WHAT YOU HAVE TO DO » From the data below, report how many lines contain the word "hair", giving the number and nothing else.

DATASET EXCERPTS »
──────────────────────────────
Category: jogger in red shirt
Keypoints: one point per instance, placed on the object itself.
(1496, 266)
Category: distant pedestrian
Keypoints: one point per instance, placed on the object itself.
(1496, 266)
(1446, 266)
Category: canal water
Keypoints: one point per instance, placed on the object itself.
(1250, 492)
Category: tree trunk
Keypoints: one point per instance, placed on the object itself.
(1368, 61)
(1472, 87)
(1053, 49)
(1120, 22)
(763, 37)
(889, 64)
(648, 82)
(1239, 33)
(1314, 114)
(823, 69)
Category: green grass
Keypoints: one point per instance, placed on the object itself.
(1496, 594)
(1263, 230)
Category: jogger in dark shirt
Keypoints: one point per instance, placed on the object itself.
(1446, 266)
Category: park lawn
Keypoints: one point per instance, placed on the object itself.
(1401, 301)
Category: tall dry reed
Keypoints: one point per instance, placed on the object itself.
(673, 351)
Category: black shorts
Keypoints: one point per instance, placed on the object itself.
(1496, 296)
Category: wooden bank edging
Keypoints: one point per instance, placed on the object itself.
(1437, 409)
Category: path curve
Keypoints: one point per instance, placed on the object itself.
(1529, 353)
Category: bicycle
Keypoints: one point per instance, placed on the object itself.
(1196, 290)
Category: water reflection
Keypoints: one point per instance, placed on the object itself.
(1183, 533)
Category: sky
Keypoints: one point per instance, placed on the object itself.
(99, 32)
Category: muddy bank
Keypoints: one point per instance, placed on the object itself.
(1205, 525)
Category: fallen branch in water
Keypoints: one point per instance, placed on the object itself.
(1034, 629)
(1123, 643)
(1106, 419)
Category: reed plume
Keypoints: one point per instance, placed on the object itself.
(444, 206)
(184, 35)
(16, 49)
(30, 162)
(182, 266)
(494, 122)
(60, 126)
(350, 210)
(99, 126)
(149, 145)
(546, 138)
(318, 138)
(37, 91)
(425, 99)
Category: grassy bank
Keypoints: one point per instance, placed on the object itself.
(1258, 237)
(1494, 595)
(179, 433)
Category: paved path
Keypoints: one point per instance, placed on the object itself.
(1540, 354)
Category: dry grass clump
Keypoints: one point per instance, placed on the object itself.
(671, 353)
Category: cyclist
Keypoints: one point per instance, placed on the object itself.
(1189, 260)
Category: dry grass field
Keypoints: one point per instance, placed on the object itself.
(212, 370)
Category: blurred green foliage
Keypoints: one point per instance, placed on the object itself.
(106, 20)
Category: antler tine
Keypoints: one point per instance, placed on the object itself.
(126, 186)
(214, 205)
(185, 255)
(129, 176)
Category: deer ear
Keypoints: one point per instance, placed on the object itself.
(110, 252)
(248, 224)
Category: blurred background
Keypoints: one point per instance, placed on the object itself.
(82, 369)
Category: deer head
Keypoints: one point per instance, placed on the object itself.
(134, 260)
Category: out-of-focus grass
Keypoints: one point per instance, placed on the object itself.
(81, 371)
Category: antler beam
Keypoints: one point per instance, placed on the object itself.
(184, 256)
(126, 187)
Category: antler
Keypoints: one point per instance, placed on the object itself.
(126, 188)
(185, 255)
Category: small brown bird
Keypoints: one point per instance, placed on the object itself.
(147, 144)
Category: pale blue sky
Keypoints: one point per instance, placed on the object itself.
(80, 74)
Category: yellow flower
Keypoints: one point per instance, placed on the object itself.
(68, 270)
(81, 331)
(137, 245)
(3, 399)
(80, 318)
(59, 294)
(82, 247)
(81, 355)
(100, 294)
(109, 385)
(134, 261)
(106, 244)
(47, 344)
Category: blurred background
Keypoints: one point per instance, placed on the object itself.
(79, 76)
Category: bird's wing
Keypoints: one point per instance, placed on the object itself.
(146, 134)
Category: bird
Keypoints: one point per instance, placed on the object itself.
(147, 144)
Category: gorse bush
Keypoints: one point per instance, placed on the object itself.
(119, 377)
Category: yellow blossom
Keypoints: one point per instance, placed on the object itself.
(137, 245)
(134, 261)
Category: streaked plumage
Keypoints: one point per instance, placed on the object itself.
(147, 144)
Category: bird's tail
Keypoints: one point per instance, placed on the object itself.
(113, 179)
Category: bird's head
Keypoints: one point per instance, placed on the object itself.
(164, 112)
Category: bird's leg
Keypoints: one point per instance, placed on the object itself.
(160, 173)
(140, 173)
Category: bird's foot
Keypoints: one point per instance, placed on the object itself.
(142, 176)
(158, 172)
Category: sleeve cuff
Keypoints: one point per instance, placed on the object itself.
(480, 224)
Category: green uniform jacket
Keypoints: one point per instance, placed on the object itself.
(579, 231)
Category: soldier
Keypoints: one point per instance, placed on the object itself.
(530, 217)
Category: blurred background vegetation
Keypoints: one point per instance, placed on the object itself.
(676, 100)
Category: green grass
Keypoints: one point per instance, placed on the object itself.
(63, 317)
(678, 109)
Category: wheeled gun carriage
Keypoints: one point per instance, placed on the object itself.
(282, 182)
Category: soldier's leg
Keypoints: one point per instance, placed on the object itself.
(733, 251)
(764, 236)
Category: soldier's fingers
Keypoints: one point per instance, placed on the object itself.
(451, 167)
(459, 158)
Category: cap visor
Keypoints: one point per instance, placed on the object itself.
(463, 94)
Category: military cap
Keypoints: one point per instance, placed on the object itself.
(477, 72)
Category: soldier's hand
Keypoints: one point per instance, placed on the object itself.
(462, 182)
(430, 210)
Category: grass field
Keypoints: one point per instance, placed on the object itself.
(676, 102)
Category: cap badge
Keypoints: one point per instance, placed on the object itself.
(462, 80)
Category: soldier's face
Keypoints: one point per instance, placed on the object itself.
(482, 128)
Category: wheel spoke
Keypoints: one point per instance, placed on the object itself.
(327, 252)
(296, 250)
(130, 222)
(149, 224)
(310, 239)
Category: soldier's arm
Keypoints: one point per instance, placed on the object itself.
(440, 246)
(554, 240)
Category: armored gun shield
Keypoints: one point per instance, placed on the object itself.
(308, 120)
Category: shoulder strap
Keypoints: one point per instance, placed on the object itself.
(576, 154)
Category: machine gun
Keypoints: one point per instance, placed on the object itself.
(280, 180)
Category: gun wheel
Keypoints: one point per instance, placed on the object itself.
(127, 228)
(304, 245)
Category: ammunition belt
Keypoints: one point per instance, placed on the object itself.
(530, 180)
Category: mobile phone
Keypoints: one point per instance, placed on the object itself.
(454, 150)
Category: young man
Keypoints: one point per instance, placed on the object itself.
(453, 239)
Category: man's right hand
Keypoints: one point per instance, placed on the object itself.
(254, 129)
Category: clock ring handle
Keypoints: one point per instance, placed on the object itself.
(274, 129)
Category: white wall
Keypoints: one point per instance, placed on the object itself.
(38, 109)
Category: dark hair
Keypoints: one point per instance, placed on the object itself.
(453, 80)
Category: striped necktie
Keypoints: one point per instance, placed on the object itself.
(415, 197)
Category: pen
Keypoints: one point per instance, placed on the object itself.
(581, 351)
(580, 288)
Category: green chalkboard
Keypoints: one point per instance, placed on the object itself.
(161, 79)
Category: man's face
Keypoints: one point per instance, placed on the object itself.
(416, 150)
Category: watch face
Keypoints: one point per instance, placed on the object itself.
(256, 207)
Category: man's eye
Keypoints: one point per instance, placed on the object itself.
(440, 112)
──────────────────────────────
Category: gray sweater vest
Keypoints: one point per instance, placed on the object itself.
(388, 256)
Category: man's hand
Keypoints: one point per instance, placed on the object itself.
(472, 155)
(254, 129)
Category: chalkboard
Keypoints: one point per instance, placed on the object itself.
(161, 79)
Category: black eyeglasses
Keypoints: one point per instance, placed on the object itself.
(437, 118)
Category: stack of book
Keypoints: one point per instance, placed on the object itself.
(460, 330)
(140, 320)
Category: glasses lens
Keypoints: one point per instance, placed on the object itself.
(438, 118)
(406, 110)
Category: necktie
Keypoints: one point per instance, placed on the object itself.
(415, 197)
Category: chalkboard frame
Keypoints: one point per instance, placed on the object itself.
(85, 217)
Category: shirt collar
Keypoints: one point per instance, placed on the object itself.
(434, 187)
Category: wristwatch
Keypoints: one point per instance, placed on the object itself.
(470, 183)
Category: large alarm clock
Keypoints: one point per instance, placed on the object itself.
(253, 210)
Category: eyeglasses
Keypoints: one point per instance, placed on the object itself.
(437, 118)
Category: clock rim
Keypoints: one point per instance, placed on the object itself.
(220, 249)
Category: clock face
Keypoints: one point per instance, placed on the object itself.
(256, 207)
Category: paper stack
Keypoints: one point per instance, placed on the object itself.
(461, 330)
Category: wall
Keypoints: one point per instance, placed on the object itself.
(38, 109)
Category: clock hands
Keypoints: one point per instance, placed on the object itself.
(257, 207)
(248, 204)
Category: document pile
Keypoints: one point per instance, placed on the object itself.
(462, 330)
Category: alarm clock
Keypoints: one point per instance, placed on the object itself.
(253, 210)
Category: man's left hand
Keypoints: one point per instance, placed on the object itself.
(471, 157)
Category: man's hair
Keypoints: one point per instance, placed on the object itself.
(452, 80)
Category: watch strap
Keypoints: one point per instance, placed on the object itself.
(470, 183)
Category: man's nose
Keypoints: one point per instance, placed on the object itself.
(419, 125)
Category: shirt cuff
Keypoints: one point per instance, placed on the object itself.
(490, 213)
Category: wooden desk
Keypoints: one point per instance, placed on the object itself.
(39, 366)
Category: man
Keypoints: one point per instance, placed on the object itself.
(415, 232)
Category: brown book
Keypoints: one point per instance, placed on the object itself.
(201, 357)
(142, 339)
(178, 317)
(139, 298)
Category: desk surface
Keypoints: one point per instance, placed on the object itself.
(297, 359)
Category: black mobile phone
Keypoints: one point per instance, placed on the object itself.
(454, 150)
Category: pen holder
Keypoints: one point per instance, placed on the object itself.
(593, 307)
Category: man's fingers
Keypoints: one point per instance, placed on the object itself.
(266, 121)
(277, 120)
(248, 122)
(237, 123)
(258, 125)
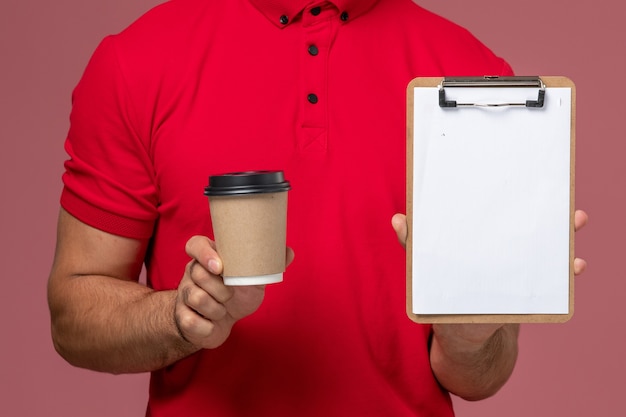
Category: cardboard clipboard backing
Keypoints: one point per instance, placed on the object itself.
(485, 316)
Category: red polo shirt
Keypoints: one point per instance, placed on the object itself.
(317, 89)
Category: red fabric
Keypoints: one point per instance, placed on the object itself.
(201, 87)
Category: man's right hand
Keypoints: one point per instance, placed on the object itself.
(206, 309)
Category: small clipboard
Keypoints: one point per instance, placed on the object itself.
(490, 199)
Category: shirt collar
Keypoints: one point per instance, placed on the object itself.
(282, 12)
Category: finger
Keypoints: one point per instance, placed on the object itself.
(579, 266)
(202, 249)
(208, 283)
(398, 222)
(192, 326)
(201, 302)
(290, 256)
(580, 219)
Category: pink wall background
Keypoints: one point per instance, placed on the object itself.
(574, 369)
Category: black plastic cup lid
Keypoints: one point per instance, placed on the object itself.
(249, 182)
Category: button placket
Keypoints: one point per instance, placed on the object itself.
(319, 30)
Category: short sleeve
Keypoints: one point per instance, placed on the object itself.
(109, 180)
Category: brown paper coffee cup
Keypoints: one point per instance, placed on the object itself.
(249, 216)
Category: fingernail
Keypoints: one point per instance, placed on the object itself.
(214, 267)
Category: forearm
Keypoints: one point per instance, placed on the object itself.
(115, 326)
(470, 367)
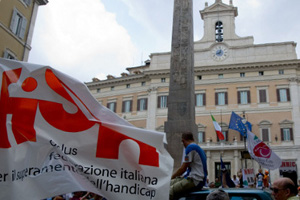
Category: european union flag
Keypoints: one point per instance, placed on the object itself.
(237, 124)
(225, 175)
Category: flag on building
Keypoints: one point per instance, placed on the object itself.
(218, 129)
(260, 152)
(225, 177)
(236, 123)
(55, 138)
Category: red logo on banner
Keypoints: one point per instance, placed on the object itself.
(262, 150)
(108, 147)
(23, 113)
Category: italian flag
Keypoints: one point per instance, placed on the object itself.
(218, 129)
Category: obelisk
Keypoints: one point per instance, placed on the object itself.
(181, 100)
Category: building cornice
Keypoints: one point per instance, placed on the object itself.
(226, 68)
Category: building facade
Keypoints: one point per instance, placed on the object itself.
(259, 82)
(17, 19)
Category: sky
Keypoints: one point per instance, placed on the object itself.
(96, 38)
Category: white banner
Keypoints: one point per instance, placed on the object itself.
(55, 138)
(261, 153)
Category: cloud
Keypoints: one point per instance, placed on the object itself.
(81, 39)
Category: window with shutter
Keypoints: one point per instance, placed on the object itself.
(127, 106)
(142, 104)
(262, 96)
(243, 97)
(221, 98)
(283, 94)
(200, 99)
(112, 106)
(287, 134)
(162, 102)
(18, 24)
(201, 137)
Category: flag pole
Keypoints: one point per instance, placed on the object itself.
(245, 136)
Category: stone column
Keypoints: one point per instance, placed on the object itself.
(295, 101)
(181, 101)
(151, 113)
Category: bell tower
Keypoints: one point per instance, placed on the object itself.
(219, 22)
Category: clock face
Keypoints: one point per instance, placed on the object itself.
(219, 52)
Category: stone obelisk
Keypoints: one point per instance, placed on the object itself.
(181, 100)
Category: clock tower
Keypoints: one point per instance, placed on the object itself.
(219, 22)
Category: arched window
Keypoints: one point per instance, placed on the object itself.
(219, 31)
──────────────────────────────
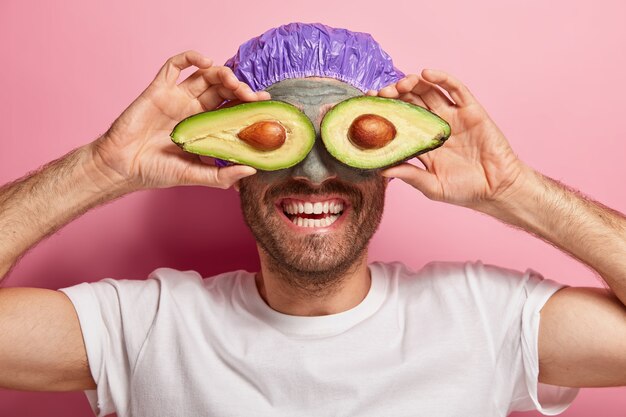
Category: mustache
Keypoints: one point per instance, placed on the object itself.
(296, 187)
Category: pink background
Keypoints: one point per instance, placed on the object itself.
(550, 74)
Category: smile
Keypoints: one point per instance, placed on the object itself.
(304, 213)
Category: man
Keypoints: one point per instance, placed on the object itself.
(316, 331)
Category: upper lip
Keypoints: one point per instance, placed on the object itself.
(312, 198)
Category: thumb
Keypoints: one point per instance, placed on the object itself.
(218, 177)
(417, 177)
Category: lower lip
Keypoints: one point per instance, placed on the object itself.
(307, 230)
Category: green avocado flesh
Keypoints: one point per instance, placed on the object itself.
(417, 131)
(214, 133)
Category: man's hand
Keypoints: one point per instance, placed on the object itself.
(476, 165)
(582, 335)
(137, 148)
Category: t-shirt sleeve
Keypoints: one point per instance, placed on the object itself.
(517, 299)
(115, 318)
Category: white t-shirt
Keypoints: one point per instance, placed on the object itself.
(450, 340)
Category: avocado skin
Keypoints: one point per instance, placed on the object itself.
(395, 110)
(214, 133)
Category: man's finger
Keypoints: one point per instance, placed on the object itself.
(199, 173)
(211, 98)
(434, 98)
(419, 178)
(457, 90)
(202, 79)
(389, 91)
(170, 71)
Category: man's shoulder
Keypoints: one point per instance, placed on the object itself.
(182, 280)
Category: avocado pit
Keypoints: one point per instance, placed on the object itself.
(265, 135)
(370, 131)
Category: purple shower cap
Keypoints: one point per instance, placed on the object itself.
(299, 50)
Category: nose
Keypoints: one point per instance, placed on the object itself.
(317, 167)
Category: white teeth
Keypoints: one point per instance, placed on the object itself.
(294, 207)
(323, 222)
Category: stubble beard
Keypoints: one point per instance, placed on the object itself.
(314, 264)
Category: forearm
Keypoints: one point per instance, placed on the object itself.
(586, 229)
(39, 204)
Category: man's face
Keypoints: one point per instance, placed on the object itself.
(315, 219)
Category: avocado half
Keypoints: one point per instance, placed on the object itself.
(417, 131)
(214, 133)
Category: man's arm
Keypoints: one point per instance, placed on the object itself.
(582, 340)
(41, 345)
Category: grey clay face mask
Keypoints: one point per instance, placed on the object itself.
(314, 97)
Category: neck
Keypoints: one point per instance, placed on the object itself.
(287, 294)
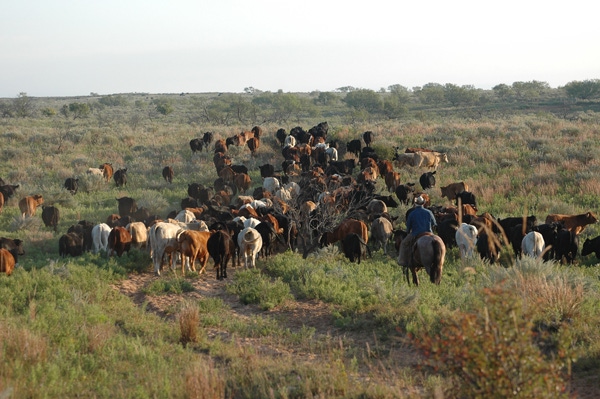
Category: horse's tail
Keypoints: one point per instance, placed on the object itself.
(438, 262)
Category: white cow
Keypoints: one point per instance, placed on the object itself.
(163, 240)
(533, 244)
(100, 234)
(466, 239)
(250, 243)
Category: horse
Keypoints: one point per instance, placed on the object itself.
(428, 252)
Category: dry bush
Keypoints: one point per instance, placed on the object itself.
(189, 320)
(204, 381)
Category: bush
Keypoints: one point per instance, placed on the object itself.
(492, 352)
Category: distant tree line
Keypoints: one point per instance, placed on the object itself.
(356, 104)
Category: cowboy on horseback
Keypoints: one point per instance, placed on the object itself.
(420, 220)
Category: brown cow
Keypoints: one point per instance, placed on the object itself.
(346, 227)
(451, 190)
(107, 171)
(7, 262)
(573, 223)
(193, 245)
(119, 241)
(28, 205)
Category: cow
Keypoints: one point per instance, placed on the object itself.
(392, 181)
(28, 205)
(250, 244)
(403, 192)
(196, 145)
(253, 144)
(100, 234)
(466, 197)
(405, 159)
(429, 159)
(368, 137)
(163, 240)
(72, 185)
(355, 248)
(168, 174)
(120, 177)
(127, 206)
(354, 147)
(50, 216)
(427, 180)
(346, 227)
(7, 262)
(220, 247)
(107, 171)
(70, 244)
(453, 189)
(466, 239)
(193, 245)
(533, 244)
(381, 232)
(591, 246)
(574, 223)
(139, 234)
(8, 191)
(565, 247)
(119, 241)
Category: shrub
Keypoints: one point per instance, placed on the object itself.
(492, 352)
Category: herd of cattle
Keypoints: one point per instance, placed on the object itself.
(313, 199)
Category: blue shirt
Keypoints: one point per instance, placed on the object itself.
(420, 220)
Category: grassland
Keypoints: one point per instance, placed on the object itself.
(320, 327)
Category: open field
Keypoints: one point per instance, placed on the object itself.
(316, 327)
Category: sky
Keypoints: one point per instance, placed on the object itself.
──────────────────────────────
ANSWER FOR THIS EXERCISE » 2